**Task requirements**
Can you format all the items below as a numbered list, one line per entry, with blank lines dropped and the pictures omitted?
──────── Records provided
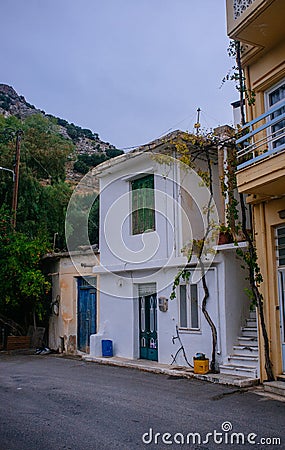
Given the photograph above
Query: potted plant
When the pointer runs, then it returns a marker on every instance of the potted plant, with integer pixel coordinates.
(225, 235)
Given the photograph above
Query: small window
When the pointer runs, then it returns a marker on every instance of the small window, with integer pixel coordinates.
(188, 306)
(281, 246)
(143, 212)
(275, 97)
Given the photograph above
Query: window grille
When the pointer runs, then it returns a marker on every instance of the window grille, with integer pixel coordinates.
(143, 213)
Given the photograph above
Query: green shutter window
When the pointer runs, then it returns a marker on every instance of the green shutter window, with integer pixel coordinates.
(143, 213)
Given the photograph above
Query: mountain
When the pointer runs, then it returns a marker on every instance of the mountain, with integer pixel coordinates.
(90, 150)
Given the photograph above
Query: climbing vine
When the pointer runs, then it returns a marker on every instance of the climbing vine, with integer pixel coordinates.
(249, 257)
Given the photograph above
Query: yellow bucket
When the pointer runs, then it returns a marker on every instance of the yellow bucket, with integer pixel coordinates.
(201, 366)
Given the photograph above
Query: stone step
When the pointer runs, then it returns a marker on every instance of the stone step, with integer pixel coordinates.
(241, 371)
(249, 331)
(243, 360)
(248, 341)
(275, 387)
(245, 350)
────────────────
**Output for this exercise**
1. Given the photograph above
2. Query: potted plant
3. When the pointer runs, then it returns a marker on every instance of the potted plant, with integer pixel coordinates.
4. (225, 235)
5. Given the photograph above
6. Query: small window
7. When the pointer runs, then it returns a marker on every instance of the small window, with integer pixel coordinates.
8. (188, 306)
9. (281, 246)
10. (143, 212)
11. (275, 97)
12. Given the photograph above
13. Query: window grille
14. When the pointer runs, then it returns a marker on every instance of the window grille, with integer pixel coordinates.
15. (143, 213)
16. Given the photograph above
17. Query: green shutter window
18. When the pointer runs, then it returns a marker on every instance of the green shutter window, with integer pixel coordinates.
19. (143, 213)
20. Given the photograph above
21. Query: mountain
22. When the pointer runs, then it returns a marker on every instance of the mountain, with integer pixel coordinates.
23. (90, 150)
24. Given the photograph above
25. Query: climbing vine
26. When the pointer runs, then it returns a marker on every instance of the climbing vine, with integer pixel coordinates.
27. (249, 257)
28. Given the photograph above
29. Query: yellow bucket
30. When the pointer runs, then it returns a marker on every instance of the yellow bucket, with integer pixel coordinates.
31. (201, 366)
32. Given the photograph above
33. Query: stone step
34. When the pointer runs, then it returns a marker on every instance of the stone step, with integer pixel coordinates.
35. (241, 371)
36. (249, 331)
37. (243, 360)
38. (248, 341)
39. (275, 387)
40. (245, 350)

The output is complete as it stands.